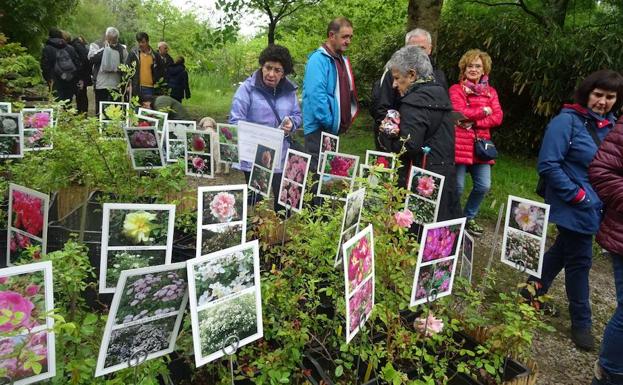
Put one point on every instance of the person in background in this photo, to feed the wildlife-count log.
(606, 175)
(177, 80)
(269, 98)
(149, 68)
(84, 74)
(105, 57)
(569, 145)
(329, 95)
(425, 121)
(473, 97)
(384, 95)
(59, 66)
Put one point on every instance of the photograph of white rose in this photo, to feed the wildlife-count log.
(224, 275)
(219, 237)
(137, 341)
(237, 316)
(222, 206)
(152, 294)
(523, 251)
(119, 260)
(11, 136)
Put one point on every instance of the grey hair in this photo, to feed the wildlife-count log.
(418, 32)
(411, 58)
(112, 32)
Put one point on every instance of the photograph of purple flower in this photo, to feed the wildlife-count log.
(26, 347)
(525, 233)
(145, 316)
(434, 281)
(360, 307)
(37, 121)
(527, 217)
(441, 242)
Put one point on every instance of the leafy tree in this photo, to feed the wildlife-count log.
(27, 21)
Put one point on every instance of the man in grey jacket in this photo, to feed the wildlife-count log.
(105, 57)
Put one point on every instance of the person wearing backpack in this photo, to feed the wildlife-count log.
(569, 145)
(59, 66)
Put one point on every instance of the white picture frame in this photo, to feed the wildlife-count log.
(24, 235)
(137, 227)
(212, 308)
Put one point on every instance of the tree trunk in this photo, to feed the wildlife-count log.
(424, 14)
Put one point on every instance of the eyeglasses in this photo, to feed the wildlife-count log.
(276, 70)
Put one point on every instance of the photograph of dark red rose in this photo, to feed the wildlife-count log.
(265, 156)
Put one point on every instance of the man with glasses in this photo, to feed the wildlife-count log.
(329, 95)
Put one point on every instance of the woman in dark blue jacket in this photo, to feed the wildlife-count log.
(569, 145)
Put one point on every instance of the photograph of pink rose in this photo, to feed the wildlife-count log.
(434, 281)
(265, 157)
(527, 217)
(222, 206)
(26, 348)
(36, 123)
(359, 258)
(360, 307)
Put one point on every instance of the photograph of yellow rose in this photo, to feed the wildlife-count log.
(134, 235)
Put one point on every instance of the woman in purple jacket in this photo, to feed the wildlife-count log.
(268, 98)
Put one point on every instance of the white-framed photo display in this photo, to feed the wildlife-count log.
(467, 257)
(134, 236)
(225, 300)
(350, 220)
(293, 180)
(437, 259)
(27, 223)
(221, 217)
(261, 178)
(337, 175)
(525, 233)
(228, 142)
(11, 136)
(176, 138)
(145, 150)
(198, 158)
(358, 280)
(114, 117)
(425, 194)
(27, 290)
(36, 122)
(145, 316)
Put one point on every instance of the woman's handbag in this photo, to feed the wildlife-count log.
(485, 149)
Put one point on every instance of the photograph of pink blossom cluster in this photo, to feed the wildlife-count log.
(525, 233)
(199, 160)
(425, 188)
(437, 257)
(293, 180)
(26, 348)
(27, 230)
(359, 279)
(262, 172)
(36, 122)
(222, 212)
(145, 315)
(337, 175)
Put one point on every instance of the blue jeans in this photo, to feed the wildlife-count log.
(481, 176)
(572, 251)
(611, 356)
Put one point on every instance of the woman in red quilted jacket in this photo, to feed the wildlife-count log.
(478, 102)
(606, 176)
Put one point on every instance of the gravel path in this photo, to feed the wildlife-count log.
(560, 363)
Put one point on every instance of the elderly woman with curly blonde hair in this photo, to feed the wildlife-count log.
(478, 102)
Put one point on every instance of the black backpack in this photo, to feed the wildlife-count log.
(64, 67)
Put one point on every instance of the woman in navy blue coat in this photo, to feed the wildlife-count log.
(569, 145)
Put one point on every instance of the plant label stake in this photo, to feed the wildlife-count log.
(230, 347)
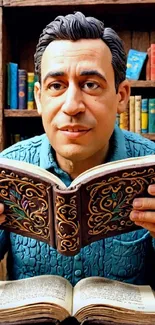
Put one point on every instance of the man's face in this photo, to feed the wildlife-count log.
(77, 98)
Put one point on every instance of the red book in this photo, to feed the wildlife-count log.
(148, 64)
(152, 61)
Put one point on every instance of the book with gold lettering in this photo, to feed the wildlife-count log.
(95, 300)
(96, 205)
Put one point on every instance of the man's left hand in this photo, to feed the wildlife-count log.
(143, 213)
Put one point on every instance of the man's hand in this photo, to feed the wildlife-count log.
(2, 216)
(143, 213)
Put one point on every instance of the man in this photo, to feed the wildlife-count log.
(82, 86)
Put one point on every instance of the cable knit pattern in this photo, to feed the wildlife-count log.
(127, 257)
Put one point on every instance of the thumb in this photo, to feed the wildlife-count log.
-*-
** Instructions to follow **
Leave out the images and transcribe all the records exactly.

** Solution for this exercise **
Put one point on every instance of the person in background in this photo, to feed the wildlife-count log.
(606, 175)
(177, 80)
(269, 98)
(149, 68)
(84, 74)
(105, 57)
(569, 145)
(329, 95)
(425, 121)
(473, 97)
(384, 95)
(59, 66)
Put one point on every instance of the photograph of white rose in this photo, to feed the wildlife-count log.
(224, 275)
(219, 237)
(137, 341)
(237, 316)
(222, 206)
(152, 294)
(523, 251)
(119, 260)
(11, 136)
Put one point on every instance of the grey hair in this photo, to feed the wildlife-count log.
(418, 32)
(411, 58)
(112, 32)
Put one point on every instance of the photograph of purple flower in this photo, to feed the wildlife-count log.
(26, 347)
(525, 233)
(145, 316)
(434, 281)
(360, 307)
(37, 121)
(527, 217)
(441, 242)
Put one point on every instance of the leafy tree in this photo, to feed the wildlife-count log.
(27, 21)
Put one point on every instance of the man in grey jacket in this photo, to feed the wildlife-count log.
(105, 57)
Put one point on every instance of the person wearing backpack in this photo, to feed the wildlife-count log.
(569, 145)
(59, 66)
Put one point on every instance of the white picture frame in this photo, to feed the wildlife-count log.
(24, 235)
(137, 227)
(212, 308)
Put one point on every instance of the tree trunk in this photo, to feed the wildlife-count log.
(424, 14)
Put one point on every instance of the eyeglasses in this photo, to feed the wildlife-count log.
(276, 70)
Put one point on every instance of the photograph of dark red rose in this photo, to feed the wildlife-count log.
(265, 156)
Put one point on every instance of the man with glasses in this photo, to feed the wildlife-count log.
(329, 95)
Put one point on every instance of the woman in dark blue jacket in this photo, to feed the wildlife-count log.
(569, 145)
Put one point on every instance of the photograph of pink rose in this photo, to feed the wildlife-count log.
(434, 281)
(265, 157)
(527, 217)
(222, 206)
(26, 348)
(36, 123)
(359, 258)
(360, 307)
Put one point on every instance of the photograph of yellow rose in this photo, to feed the wildlife-count log.
(134, 235)
Put one point on every instance of the woman in purple jacket in this photo, to feed the wildlife-count log.
(268, 98)
Put one point on every instance of the white-framed photo display in this photo, to feed the wildlife-count log.
(467, 257)
(134, 236)
(225, 300)
(350, 220)
(293, 180)
(437, 259)
(27, 223)
(221, 217)
(261, 178)
(337, 175)
(525, 233)
(228, 142)
(11, 136)
(176, 138)
(145, 150)
(198, 158)
(358, 280)
(114, 117)
(425, 194)
(27, 290)
(36, 122)
(145, 316)
Put one point on every instance of the woman's handbag in this photo, to feed the wildlife-count log.
(485, 149)
Put one point on every instance of the photograph of pink blossom cluster in this photo, to feed the wildlife-count log.
(525, 233)
(199, 160)
(425, 188)
(437, 257)
(293, 180)
(26, 348)
(27, 230)
(359, 279)
(262, 172)
(36, 122)
(222, 212)
(145, 315)
(337, 175)
Put one point on every instance of the blue jeans in this photo, to feed the wildlife-count log.
(481, 176)
(572, 251)
(611, 356)
Put one point on every instance of the woman in red quilted jacket in this photo, to feed the wildlife-count log.
(478, 102)
(606, 176)
Put one point on every instance of the gravel path in this photo, to feed the wildlife-count log.
(560, 363)
Put one point on every instance of the elderly woman with curly blonde hair in this photo, to feed the wildlife-count log.
(478, 102)
Put one point on every instance of the black backpack in this photo, to feed the wildlife-count log.
(64, 67)
Put one point on every instance of the woman in navy blue coat in this photo, to feed the wildlife-count log.
(569, 145)
Put one point on every instance of the plant label stake in this photo, to feed the wildlife-count log.
(230, 347)
Put one point on every instance of the man's face in this photo, to feed the wildlife-count log.
(77, 98)
Put one point on every instance of the red book in this photo, to feed the wildlife-count log.
(148, 64)
(152, 61)
Put one point on every instance of the book with gold lettering in this photo, to feed the wildlife-count log.
(95, 300)
(96, 205)
Put one point on every instance of the man's left hand in this photo, to feed the wildlife-count log.
(143, 213)
Put one point on every instance of the man's hand in this photo, to feed the wildlife-count log.
(2, 216)
(143, 213)
Put one point on every instance of the man in this photo, to feed the wildlife-count log.
(82, 86)
Put one point on every instance of the cable knit pattern in this photo, to feed the wildlife-count log.
(127, 257)
Put one point on every instance of the thumb in this photo, to feed the wildlife-count log.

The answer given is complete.